▶ _TEXT PROVIDED_

□ □ □ □ □

And with our clumsy current-day paradigm classifying beings as either people or property, such a being - a person who is property - would be a slave.
Anyway, I've been mordibly fascinated with the late Ayn Rand's disdain for altruism. From my laundry list of leftist issues listed above, it isn't difficult to guess that altruism is a major pillar of my own approach to interacting with the world and the beings I encounter therein.
I have asked myself: What kind of frakking monster loathes altruism? And what kind of frakking monster additional champions callous, selfish, greedy actions over altruism? Why, it's one of the right's current heroes - the late Ayn Rand (who, ironically, sought government benefits and assistance later in life).
It turns out that altruism is all too natural - even in the world of artificially intelligent robots.
Usually when we hear about robots learning a new skill through evolutionary programming, it makes us fear for the coming robopocalypse. But just this once it appears they may be learning something friendly, too. A program in Switzerland has put simple robots through hundreds of generations of simulated evolution, and they've learned how to share.
Altruism seems to be counter-intuitive from an evolutionary perspective, because it means helping people who won't necessarily improve your chances to survive.
http://io9.com/...
I'd still caution against owning anything remotely intelligent enough to make a claim for its rights, of course, but it seems altruism evolves naturally.
New: In the comments, Timaeus suggested fleshing this out a bit.
While I mean for the focus of the diary to remain upon the altruism-evolving AI, here's an interesting set of degrees of alienness, modified from Speaker for the Dea, by Orson Scott Card (and yes, I know Card is an inexcusable asshole; but some of his ideas I find useful):
Personhood
Degrees of alienness in Orson Scott Card’s Speaker for the Dead:
• Utlänning, or outlander: the stranger that we recognize as being a human of our world, but of another city or country.
• Främling: The stranger that we recognize as a person, but of another world.
• Raman: the stranger that we recognize as a person, but of another species.
• Varelse: the true alien, with whom no conversation is possible. They live, but we cannot guess what purposes or causes make them act. They might be intelligent, they might be self-aware, but we cannot know it.
• Djur: the dire beast, a marauding, unreasoning threat, a monstrous, fearsome murderer.
• Note that here "person" really means "comprehensibly sentient."

□ □ □ □ □

▶ _SOURCE MATERIAL_
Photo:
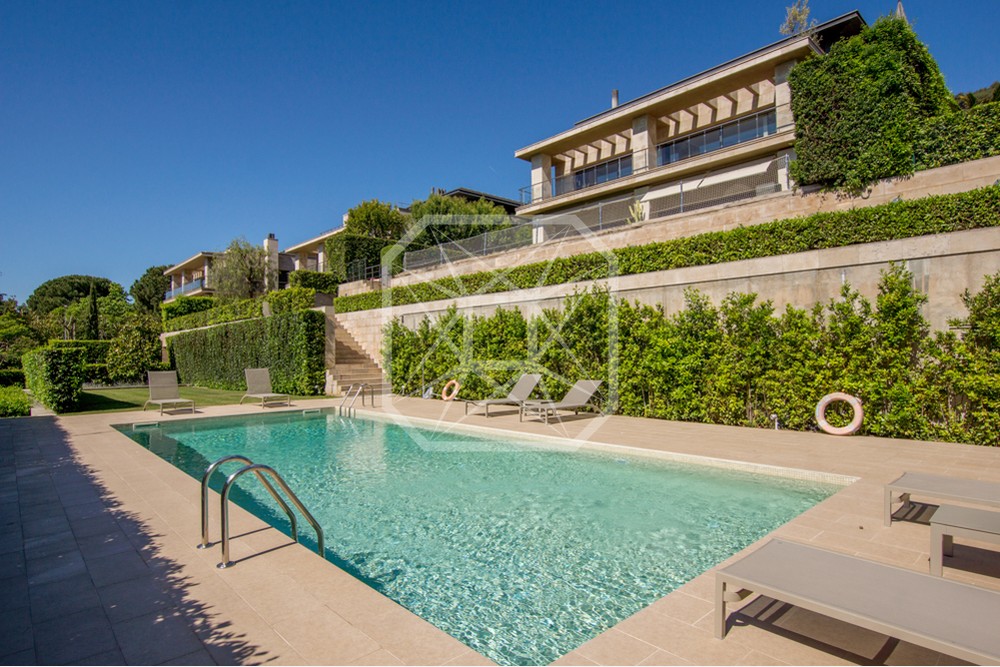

□ □ □ □ □

▶ _REQUIRED WORK_
Reproduce word for word the part of the altruism post above that runs from "http://io9.com/..." to "this out a bit.".

▶ _COMPLETED EXERCISE_
http://io9.com/...
I'd still caution against owning anything remotely intelligent enough to make a claim for its rights, of course, but it seems altruism evolves naturally.
New: In the comments, Timaeus suggested fleshing this out a bit.